_Supplied passage_:
-*-

Use dedicated circuits for lighting (15A); receptacles (20A); DC (20A). That's about it; the idea is you don't run more than one tool at a time, so 20A is fine. The DC can be running along with a tool, so a separate circuit is needed. Use a minimum of #10 wire. It would be good to have 220V if any of your tools can run on that voltage.


----------



## Bobmedic (Sep 24, 2010)

DocSavage, I did not install ground faults. I am aware that this is code and if I ever sell my house it will be a 10 minute job to add them at the beginning of the circuits. Aside from that everything is up to code.The electrician that wired my house (before I bought it) connected the plugs from 2 of the bedrooms to the single plug in the guest bathroom that was a GFCI. The GFCI went bad and knocked out power to the 2 bedrooms. The GFCI plug in that bathroom never gets used so it took a while to track down the problem. That is why I chose to omit them, that and I don't see a need for them for this application. I have no idea why he connected the bedrooms to that circuit except maybe to save money. I was an electrician apprentice for 2 years and wired many houses and we never did that. The electrician that I worked for wired each room separately and the lighting was also on it's own circuit. It costs a little more to do it this way but there are many benefits to this way of wiring. Bending the conduit is something that I am very familiar with. As an apprentice I bent miles of it. Stub take ups and offsets are permanently ingrained in my mind LOL. Great suggestions though. I appreciate the reminders. These are the little things that I am looking for just in case I missed something.


----------



## Bobmedic (Sep 24, 2010)

MrRon, I kept the lighting on the original circuit ran from the house. Nothing else will be on that circuit. None of the tools I have pull more than 15 amps so the # 12 wire that I ran on 20 amp circuits is more than enough to carry that load. # 10 wire is for circuits greater than 20 amps. It's true that you can run 20 amp circuits on # 10 wire but I think that might be overkill and also #10 wire is difficult to work with attaching it to receptacles. I forgot to mention in my original post that the dust collector is on it's own dedicated circuit. This is all great information thank you for your reply.


----------



## Charlie5791 (Feb 21, 2012)

ground faults not code here. Not in a detached utility building regardless of use (as long as it's not a guest house or something you'll live in). Any receptacle on the OUTSIDE of that building still needs to be GFCI protected.

#12 wire and 20amp breakers is fine for your 110v cicuits. Just remember to use 20amp rated receptacles (not 15amp). You can probably use 15amp receptacles without burning anything down, but if it's a 20amp circuit, make it a 20amp circuit from one end to the other, right?

The hopscotch layout has served me well in the winter here. My shop isn't permanently heated. With the DC on its own circuit I have 3 others for tools. I run a propane heater to bring the temp up fast and then switch over to electric to maintain temp. The electric is quieter and I can't "turn down" the propane heater enough to just let it run. Even on low it would cook me out of there eventually.

-*-

_Given instruction_: Quote the workshop wiring thread from "The hopscotch layout" up to and including "of there eventually.".

_Data block_:
-*-

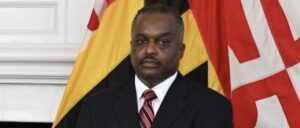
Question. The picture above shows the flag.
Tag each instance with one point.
(254, 47)
(104, 60)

-*-

_Result_:
The hopscotch layout has served me well in the winter here. My shop isn't permanently heated. With the DC on its own circuit I have 3 others for tools. I run a propane heater to bring the temp up fast and then switch over to electric to maintain temp. The electric is quieter and I can't "turn down" the propane heater enough to just let it run. Even on low it would cook me out of there eventually.